## start Supplied records
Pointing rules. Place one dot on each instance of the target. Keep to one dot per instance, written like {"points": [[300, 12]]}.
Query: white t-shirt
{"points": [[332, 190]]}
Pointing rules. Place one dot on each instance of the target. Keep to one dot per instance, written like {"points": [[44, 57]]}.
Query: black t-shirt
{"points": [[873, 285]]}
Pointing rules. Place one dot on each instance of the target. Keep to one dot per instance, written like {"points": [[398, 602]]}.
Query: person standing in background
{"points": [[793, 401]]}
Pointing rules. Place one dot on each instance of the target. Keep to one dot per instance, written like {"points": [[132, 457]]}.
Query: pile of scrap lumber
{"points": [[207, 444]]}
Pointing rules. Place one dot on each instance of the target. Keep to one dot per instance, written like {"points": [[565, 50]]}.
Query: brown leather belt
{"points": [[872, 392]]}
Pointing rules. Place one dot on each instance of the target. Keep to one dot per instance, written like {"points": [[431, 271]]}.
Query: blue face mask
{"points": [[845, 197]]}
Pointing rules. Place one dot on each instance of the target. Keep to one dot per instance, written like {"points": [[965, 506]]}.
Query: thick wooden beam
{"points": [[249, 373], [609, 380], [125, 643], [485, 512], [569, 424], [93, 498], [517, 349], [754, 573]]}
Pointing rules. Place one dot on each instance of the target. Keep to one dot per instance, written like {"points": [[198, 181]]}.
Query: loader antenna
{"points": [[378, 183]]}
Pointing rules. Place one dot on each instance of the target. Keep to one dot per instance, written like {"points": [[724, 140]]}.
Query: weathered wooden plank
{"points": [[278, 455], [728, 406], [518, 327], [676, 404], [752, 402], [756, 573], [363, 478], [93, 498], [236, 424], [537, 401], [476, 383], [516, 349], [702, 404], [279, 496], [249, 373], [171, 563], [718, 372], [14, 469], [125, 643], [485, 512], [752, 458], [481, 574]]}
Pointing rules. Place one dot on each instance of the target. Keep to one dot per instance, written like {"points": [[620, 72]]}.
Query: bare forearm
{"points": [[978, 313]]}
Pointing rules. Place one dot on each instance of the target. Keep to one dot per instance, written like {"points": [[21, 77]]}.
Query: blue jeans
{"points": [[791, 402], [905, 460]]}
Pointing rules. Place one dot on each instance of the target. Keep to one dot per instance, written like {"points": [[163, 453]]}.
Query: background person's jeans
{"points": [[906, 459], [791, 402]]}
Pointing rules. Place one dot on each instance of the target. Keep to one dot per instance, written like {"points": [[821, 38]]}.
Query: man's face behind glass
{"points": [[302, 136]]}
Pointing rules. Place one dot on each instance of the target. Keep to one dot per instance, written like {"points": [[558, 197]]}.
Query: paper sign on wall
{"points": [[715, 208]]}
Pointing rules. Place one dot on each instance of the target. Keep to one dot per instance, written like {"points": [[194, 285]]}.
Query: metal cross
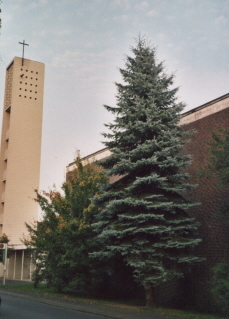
{"points": [[23, 43]]}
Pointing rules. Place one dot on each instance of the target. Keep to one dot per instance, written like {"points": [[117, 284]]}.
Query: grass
{"points": [[43, 291]]}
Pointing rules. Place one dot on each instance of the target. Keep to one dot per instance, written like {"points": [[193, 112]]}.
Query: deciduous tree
{"points": [[62, 241]]}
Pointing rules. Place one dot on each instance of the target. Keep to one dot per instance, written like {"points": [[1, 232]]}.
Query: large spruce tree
{"points": [[143, 216]]}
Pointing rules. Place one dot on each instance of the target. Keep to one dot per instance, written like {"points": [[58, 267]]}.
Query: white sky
{"points": [[83, 43]]}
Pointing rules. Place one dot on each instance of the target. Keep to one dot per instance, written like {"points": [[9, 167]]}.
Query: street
{"points": [[16, 308]]}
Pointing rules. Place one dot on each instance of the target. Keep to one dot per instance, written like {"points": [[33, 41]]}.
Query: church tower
{"points": [[20, 156]]}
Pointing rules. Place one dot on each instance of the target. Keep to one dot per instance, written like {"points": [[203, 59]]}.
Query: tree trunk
{"points": [[150, 301]]}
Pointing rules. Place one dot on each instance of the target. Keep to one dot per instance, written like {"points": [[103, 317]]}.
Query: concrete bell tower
{"points": [[20, 156]]}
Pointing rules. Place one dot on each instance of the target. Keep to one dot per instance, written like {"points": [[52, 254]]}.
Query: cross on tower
{"points": [[23, 43]]}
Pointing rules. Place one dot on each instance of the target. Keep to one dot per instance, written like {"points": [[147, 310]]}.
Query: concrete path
{"points": [[92, 307]]}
## end Supplied records
*Given instruction*.
Transcribe the material exactly, keeping every word and none of the pictures.

*Response to this exercise*.
Pointing rules. Place one dot on each instance of the target. Keep to one dot per instance, written like {"points": [[300, 12]]}.
Query: white t-shirt
{"points": [[332, 190]]}
Pointing rules. Place one dot on each instance of the target. Keep to one dot per instance, written like {"points": [[44, 57]]}.
Query: black t-shirt
{"points": [[873, 285]]}
Pointing rules. Place one dot on each instance of the target. Keep to one dot per instance, written like {"points": [[398, 602]]}.
Query: person standing in background
{"points": [[793, 401]]}
Pointing rules. Place one dot on each instance of the target. Keep to one dot per instance, written like {"points": [[132, 457]]}.
Query: pile of scrap lumber
{"points": [[207, 444]]}
Pointing rules. Place one dot on each instance of the target. Keep to one dot per instance, written like {"points": [[565, 50]]}.
Query: brown leather belt
{"points": [[872, 392]]}
Pointing rules. Place one dot on each instance of the target. Keep to one dot per instance, written like {"points": [[431, 271]]}.
Query: blue face mask
{"points": [[845, 197]]}
Pointing rules. Place one dot on each instance of the target. Keep to one dot per instance, written like {"points": [[965, 506]]}.
Query: thick wooden beam
{"points": [[249, 373], [609, 380], [125, 643], [485, 512], [569, 424], [93, 498], [517, 349], [754, 573]]}
Pointing rules. Place one dot on each instance of the target. Keep to one dot per instance, written like {"points": [[198, 181]]}.
Query: loader antenna
{"points": [[378, 183]]}
Pointing rules. Place one dot on each instance of the target. Keep to one dot per instance, written like {"points": [[724, 140]]}.
Query: weathered wooden plank
{"points": [[278, 455], [728, 406], [518, 327], [676, 404], [752, 402], [756, 573], [363, 478], [93, 498], [236, 424], [537, 401], [476, 383], [516, 349], [702, 404], [279, 496], [249, 373], [171, 563], [718, 372], [14, 469], [125, 643], [485, 512], [752, 458], [481, 574]]}
Pointing rules. Place one dot on each instance of the target. Keep to one dot per instance, written like {"points": [[620, 72]]}.
Query: bare forearm
{"points": [[978, 313]]}
Pointing rules. Place one dot on each instance of the target. Keep to one dot per instance, written like {"points": [[21, 77]]}.
Query: blue jeans
{"points": [[791, 402], [905, 460]]}
Pointing rules. Place one dot on each instance of the target. Keep to one dot per instance, written like {"points": [[163, 453]]}.
Query: background person's jeans
{"points": [[906, 459], [791, 402]]}
Pointing rules. Place one dot on each instance of the target. Keep to one dot per instance, written like {"points": [[821, 38]]}.
Query: man's face behind glass
{"points": [[302, 136]]}
Pointing rules. Place one dot on each instance of the target. Keep to one dot per instance, written like {"points": [[558, 197]]}.
Query: paper sign on wall
{"points": [[715, 208]]}
Pointing rules. Place one dot on each instance of the target. Keep to one dot per instance, written like {"points": [[194, 285]]}.
Query: metal cross
{"points": [[23, 43]]}
Pointing rules. Place one dot on each instance of the target. Keep to one dot per instance, written like {"points": [[117, 284]]}.
Query: grass
{"points": [[43, 291]]}
Pointing rules. Place one dot on each instance of the target. Keep to one dot per instance, written like {"points": [[193, 112]]}.
Query: deciduous tree
{"points": [[62, 241]]}
Pointing rules. Place one dot on each instance of the target. Keep to one dot per instance, written like {"points": [[1, 232]]}.
Query: large spruce tree
{"points": [[143, 216]]}
Pointing rules. Place one dot on each instance of the target. Keep to one dot per instance, written like {"points": [[58, 267]]}.
Query: white sky
{"points": [[83, 43]]}
Pointing rules. Place one dot on each instance of the target. Keep to one dot per instance, written like {"points": [[9, 167]]}.
Query: street
{"points": [[16, 308]]}
Pointing rules. Place one dot on each instance of the target. Keep to one dot per instance, written like {"points": [[33, 41]]}.
Query: church tower
{"points": [[20, 156]]}
Pointing rules. Place one dot on each instance of the target. Keep to one dot per instance, written like {"points": [[203, 59]]}.
Query: tree trunk
{"points": [[150, 301]]}
Pointing rules. Place one dot on each instance of the target. Keep to one dot per instance, written like {"points": [[103, 317]]}.
Query: concrete bell tower
{"points": [[20, 156]]}
Pointing rules. Place one dot on each instance of the target. Keep to one dot per instance, written like {"points": [[52, 254]]}.
Query: cross on tower
{"points": [[23, 43]]}
Pointing rules. Place one dot on each instance of the target. Keep to one dot per instance, written like {"points": [[147, 310]]}.
Query: concrete path
{"points": [[92, 307]]}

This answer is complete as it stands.